### Passage provided
────────────────────────────────────────
Background: Use of the electronic health record (EHR) is expected to increase rapidly in the near future, yet little research exists on whether analyzing internal EHR data using flexible, adaptive statistical methods could improve clinical risk prediction. Extensive implementation of EHR in the Veterans Health Administration provides an opportunity for exploration.
Objectives: To compare the performance of various approaches for predicting risk of cerebrovascular and cardiovascular (CCV) death, using traditional risk predictors versus more comprehensive EHR data.
Research design: Retrospective cohort study. We identified all Veterans Health Administration patients without recent CCV events treated at 12 facilities from 2003 to 2007, and predicted risk using the Framingham risk score, logistic regression, generalized additive modeling, and gradient tree boosting.
Measures: The outcome was CCV-related death within 5 years. We assessed each method's predictive performance with the area under the receiver operating characteristic curve (AUC), the Hosmer-Lemeshow goodness-of-fit test, plots of estimated risk, and reclassification tables, using cross-validation to penalize overfitting.
Results: Regression methods outperformed the Framingham risk score, even with the same predictors (AUC increased from 71% to 73% and calibration also improved). Even better performance was attained in models using additional EHR-derived predictor variables (AUC increased to 78% and net reclassification improvement was as large as 0.29). Nonparametric regression further improved calibration and discrimination compared with logistic regression.
Conclusions: Despite the EHR lacking some risk factors and its imperfect data quality, health care systems may be able to substantially improve risk prediction for their patients by using internally developed EHR-derived models and flexible statistical methodology.
────────────────────────────────────────
### Exercises
A. Answer from the EHR risk prediction abstract:
(i) At how many facilities were the patients treated?
(ii) What was the outcome measured?
(iii) What AUC did models with additional EHR-derived predictor variables reach?
B. Update the EHR risk prediction abstract by writing out its text starting at "Background: Use of" and ending at "opportunity for exploration.", with "rapidly" changed to "steadily".
Work only from the abstract above.

### Record set
────────────────────────────────────────
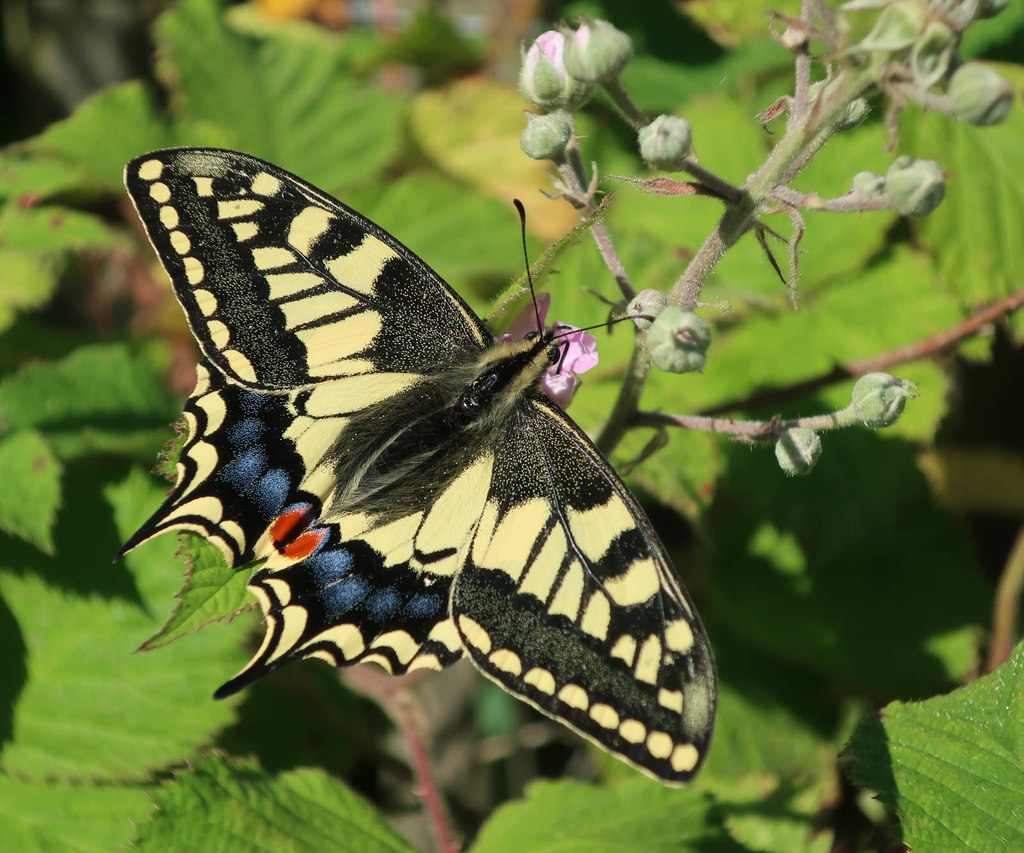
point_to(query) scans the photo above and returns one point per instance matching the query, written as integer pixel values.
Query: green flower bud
(543, 79)
(898, 27)
(678, 340)
(868, 185)
(797, 450)
(545, 137)
(647, 303)
(980, 95)
(931, 53)
(665, 141)
(990, 8)
(856, 111)
(914, 186)
(596, 51)
(879, 398)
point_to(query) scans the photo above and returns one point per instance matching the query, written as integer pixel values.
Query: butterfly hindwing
(378, 589)
(568, 601)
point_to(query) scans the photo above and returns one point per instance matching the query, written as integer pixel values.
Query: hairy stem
(1007, 605)
(624, 412)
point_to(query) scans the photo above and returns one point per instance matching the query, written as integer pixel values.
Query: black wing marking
(568, 600)
(307, 313)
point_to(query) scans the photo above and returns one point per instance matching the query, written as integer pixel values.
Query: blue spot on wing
(383, 604)
(329, 566)
(424, 605)
(344, 594)
(271, 492)
(251, 402)
(247, 432)
(245, 468)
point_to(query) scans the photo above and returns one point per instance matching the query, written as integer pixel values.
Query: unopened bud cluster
(922, 37)
(558, 74)
(880, 398)
(797, 450)
(913, 187)
(678, 340)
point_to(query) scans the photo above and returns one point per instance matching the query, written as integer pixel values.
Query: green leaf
(470, 130)
(975, 232)
(212, 591)
(100, 397)
(104, 132)
(882, 308)
(88, 708)
(952, 766)
(75, 818)
(31, 494)
(835, 558)
(773, 816)
(476, 240)
(28, 178)
(290, 100)
(32, 276)
(774, 719)
(639, 815)
(49, 227)
(226, 805)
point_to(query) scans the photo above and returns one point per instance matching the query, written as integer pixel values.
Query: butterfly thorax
(389, 463)
(504, 374)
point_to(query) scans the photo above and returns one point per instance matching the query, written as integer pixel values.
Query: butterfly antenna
(525, 257)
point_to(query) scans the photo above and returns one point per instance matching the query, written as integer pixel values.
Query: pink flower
(579, 350)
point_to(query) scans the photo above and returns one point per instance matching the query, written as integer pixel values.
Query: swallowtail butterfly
(409, 493)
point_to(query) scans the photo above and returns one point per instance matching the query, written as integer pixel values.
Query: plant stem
(1007, 605)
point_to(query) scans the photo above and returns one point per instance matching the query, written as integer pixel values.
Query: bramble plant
(906, 53)
(806, 223)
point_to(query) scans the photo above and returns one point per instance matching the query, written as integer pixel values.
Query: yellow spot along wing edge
(542, 622)
(283, 285)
────────────────────────────────────────
### Answers to the exercise
A.
(i) 12 facilities.
(ii) CCV-related death within 5 years.
(iii) 78%.

B.
Background: Use of the electronic health record (EHR) is expected to increase steadily in the near future, yet little research exists on whether analyzing internal EHR data using flexible, adaptive statistical methods could improve clinical risk prediction. Extensive implementation of EHR in the Veterans Health Administration provides an opportunity for exploration.